_Task material:_
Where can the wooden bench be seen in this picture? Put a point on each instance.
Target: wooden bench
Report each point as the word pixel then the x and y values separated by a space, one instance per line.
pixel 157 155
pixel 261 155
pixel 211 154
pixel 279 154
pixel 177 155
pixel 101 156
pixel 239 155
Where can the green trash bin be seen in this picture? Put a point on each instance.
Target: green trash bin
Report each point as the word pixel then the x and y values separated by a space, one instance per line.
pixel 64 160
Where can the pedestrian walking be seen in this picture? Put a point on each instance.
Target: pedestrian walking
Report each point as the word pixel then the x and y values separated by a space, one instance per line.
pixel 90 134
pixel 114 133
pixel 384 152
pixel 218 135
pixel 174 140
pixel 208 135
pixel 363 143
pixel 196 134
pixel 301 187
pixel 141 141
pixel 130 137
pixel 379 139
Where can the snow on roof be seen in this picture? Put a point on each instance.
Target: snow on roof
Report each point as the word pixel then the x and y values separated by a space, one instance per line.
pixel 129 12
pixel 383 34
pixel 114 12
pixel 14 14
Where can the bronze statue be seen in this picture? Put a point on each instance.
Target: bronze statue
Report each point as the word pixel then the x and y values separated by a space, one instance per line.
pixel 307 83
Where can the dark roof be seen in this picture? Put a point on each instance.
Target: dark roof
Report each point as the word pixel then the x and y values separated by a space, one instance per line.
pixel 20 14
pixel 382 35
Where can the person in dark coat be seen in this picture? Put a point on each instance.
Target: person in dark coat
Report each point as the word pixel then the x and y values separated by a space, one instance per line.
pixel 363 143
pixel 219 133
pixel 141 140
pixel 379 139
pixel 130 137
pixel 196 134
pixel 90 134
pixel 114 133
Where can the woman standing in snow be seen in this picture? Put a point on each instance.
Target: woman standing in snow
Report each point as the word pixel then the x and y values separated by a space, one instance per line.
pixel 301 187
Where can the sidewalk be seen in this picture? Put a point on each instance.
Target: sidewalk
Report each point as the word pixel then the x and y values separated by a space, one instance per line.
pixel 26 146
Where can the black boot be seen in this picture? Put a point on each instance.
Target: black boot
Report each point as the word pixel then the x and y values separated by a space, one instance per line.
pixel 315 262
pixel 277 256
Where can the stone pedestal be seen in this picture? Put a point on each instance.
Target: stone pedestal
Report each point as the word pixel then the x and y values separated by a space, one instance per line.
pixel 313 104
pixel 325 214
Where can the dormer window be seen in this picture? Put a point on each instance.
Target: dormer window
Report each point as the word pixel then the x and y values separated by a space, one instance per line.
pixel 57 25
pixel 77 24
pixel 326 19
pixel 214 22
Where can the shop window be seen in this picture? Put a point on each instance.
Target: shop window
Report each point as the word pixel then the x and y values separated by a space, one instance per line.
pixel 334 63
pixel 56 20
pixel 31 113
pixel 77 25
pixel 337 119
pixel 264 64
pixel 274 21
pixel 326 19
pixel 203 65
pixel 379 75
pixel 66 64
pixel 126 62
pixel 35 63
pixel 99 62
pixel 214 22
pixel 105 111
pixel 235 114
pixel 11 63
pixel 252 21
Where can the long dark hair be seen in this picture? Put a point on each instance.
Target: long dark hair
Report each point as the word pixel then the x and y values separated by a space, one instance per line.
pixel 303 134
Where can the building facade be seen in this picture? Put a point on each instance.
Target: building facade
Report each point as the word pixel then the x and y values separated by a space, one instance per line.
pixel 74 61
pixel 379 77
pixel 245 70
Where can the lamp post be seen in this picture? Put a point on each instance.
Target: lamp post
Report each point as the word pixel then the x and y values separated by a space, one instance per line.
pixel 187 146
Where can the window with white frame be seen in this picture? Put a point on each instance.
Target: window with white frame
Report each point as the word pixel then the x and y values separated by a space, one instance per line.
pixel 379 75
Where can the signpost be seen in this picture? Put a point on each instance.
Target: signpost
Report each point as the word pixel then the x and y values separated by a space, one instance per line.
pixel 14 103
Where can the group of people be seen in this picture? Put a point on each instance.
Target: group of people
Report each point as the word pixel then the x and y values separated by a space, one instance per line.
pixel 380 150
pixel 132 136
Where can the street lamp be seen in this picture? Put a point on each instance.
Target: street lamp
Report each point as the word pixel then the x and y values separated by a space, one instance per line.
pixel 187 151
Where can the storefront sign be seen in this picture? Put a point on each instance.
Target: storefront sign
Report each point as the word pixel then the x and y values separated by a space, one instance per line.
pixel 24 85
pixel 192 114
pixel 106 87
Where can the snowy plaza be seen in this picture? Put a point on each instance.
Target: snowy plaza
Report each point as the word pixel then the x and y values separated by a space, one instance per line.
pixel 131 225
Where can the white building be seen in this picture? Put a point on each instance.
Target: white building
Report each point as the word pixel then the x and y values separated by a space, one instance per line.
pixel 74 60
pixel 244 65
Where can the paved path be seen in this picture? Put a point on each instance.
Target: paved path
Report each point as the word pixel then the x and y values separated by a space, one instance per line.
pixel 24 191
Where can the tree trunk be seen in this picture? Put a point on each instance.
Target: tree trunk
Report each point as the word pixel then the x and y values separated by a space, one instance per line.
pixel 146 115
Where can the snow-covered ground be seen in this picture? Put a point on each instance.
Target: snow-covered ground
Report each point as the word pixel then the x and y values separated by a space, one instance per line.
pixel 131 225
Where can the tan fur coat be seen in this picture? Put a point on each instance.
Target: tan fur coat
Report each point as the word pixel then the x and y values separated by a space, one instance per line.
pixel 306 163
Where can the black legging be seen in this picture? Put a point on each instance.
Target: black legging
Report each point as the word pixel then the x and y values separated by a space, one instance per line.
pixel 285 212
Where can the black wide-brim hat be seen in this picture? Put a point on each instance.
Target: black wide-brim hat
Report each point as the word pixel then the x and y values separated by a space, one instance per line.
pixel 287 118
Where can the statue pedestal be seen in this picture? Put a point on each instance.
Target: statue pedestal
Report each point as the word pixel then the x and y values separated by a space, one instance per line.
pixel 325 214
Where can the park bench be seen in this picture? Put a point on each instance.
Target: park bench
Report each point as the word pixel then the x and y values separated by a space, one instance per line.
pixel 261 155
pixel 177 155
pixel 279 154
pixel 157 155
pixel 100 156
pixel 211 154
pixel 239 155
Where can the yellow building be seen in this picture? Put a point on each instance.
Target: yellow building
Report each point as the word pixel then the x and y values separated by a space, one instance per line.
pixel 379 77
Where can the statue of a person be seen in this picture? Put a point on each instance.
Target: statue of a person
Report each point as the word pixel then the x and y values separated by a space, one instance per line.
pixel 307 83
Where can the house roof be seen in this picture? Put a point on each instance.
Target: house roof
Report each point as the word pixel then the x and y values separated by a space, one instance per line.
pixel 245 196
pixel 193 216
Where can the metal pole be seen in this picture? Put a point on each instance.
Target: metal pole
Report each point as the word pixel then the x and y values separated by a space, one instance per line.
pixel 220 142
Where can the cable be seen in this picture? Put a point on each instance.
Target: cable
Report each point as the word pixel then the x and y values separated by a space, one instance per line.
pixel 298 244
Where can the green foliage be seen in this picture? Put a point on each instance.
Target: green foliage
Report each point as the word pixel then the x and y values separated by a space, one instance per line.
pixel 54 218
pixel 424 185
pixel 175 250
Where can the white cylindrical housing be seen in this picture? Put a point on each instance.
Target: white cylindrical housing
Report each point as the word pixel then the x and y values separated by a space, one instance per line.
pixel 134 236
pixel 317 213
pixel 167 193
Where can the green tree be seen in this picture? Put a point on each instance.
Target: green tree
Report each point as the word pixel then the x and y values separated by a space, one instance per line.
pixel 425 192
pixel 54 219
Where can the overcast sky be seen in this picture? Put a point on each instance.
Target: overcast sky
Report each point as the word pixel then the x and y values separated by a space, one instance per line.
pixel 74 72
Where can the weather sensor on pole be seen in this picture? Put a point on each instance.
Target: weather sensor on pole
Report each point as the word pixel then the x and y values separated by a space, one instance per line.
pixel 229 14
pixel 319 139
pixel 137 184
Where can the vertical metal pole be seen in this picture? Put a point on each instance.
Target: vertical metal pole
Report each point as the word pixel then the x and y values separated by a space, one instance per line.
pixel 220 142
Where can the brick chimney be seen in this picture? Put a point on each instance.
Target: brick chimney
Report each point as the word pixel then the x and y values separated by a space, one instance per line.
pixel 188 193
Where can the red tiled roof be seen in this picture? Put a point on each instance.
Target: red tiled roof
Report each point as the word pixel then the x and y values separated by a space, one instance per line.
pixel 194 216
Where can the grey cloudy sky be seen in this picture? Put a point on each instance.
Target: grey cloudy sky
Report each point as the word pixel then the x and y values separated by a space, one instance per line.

_About this exercise:_
In the entries above, identify every line with the string "cloudy".

_Solution to this exercise:_
Where can the grey cloudy sky be seen in this picture? Put a point on each instance.
Target: grey cloudy sky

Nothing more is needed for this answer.